Problem requirements:
Reproduce each of the records below verbatim, in order, and leave out the pictures.

Entries:
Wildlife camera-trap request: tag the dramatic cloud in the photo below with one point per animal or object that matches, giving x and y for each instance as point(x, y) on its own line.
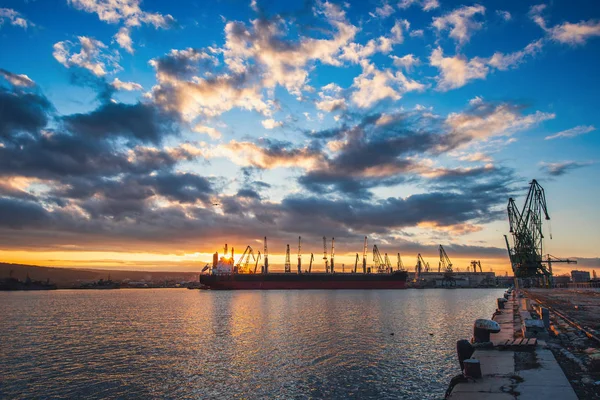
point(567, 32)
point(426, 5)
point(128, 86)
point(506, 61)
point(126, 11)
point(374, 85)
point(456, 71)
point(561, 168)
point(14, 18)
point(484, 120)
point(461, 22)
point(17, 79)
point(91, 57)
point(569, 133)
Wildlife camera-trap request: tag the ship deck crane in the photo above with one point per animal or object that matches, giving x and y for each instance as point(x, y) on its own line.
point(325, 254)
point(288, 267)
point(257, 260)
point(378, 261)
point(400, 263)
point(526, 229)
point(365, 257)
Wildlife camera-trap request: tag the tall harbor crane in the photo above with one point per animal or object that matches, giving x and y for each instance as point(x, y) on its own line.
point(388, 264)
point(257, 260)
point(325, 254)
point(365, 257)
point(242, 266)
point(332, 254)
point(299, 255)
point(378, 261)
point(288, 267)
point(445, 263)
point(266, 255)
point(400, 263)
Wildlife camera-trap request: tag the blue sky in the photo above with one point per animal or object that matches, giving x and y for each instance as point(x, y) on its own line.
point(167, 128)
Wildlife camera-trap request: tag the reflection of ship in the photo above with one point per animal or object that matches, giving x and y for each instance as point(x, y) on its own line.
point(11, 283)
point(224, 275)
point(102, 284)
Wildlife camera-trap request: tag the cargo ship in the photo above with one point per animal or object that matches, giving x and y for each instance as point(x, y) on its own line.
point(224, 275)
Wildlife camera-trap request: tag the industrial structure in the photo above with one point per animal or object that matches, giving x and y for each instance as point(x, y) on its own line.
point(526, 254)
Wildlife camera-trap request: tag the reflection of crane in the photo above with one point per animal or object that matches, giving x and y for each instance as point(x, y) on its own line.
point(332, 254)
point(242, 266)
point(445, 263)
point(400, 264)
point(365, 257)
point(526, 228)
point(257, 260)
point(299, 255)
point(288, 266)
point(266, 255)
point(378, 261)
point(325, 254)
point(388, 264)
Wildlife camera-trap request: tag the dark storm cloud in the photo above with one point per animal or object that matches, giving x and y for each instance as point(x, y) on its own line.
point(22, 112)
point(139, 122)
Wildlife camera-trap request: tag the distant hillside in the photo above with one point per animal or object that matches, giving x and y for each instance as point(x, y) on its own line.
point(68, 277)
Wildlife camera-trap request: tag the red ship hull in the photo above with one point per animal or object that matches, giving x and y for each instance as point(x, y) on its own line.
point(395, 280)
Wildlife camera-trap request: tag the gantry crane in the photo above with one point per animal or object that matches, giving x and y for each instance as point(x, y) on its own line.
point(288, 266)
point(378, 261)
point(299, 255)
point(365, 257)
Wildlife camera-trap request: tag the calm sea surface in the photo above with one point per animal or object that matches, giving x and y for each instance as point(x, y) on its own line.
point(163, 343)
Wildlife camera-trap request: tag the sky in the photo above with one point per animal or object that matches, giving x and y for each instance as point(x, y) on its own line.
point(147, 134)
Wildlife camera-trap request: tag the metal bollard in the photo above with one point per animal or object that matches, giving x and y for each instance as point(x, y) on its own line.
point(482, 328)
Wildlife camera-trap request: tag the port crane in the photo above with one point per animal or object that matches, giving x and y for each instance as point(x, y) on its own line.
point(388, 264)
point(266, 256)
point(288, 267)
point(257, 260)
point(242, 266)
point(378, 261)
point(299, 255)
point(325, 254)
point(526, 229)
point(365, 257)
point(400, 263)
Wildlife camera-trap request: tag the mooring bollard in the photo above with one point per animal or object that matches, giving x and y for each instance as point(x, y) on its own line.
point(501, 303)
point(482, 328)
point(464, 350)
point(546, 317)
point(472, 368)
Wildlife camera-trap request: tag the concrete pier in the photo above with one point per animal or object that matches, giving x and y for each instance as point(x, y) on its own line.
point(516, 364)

Result:
Wildlife camera-trap request: tag the dramatic cloud in the photo below with one point per animal or object that matches, giving x and y for each instance as point(x, y) on its own line.
point(567, 32)
point(426, 5)
point(128, 86)
point(506, 61)
point(126, 11)
point(374, 85)
point(456, 71)
point(561, 168)
point(14, 18)
point(484, 120)
point(461, 22)
point(17, 79)
point(91, 57)
point(569, 133)
Wildlife camera-trap request: tag the ship deck crane in the photo above with one point per animal or object that matches, giving x and y for each instance as point(x, y) on its own line.
point(325, 254)
point(288, 267)
point(257, 260)
point(378, 261)
point(400, 263)
point(526, 229)
point(365, 257)
Wildlife camera-trap request: tag the tall harbor crane in the photo above with one point per animal or object that matches, giving x and y for each instance as point(x, y) on its own line.
point(388, 264)
point(257, 260)
point(325, 254)
point(365, 257)
point(242, 266)
point(332, 254)
point(299, 255)
point(378, 261)
point(288, 267)
point(445, 263)
point(266, 255)
point(400, 263)
Wildlife camera-trap request: tag the blue sky in the photo above with one point per animal or object that matches, giving x and y for each instance as point(x, y) on its own line.
point(167, 128)
Wildlife camera-trap request: tag the reflection of ship in the photo above with one point per animal or object that matches, giving x and y for each instance as point(x, y) on its own line.
point(11, 283)
point(224, 275)
point(102, 284)
Wildlife camera-trap request: tag the cargo ship in the photo above with one point per animal or object that matches, giving x and y for each instance as point(x, y) on its own line.
point(224, 275)
Wildlife camera-trap request: tag the industrial structure in the photo above with one point per animal or object that matches, giving x and y for each instance as point(x, y) on its own line.
point(526, 254)
Wildlife camera-trap request: tag the reflection of crane in the photo above with one point per animal or object that matches, giving x and y for each instance as point(x, y) on its own line.
point(332, 254)
point(242, 266)
point(445, 263)
point(400, 264)
point(365, 257)
point(526, 228)
point(257, 260)
point(299, 255)
point(288, 266)
point(266, 255)
point(378, 261)
point(325, 254)
point(388, 264)
Wildlife camera-trap request: tag the dark storm cloud in the photo above with one point per animal or object that matches, giving x and y for each instance as point(x, y) on its own line.
point(22, 112)
point(139, 122)
Wildlife camera-trap request: tag the distant hillside in the photo above with one point per animal or object that matches, giving x and y for each instance as point(x, y) on its own line.
point(68, 277)
Wildlife camera-trap request: tag the red ship hull in the photo above with one point per animal or object that matches, giving x and y for each instance as point(x, y) on its own line.
point(395, 280)
Wildlife camera-trap request: tag the gantry crane in the photo above with one point per animal or object that matches, giving x and y for each instance as point(x, y) on its own line.
point(288, 266)
point(378, 261)
point(299, 255)
point(365, 257)
Wildlife camera-trap request: tag the calm sea surface in the photo above with one point per animal or object that matches, giving x and y for each instance as point(x, y) on its own line.
point(163, 343)
Wildlife camera-trap request: tag the sky in the photo above with one point per animal or object that matches, giving x and y for each instance as point(x, y) on its own line.
point(147, 134)
Wildlife camera-trap request: tag the metal bollard in the photo above with one point per animal or object that matches, giving x and y for each instance as point(x, y) on its own line.
point(482, 328)
Wildlife camera-trap request: tag the port crane in the photo above with one point per animal or object that matches, giving x and y for each instance as point(x, y) on its own line.
point(388, 264)
point(266, 256)
point(288, 267)
point(257, 260)
point(242, 266)
point(378, 261)
point(299, 255)
point(325, 254)
point(526, 229)
point(365, 257)
point(400, 263)
Wildlife camera-trap request: tag the mooring bollard in the photo above with one point per animal or object that matches, giving x and y for each instance as point(x, y) on its own line.
point(501, 303)
point(482, 328)
point(464, 350)
point(546, 317)
point(472, 368)
Wildlife camera-trap request: tag the concrete pier in the photo above with one point per animal or object that matches, giving x and y for each instance as point(x, y) on its own line.
point(516, 364)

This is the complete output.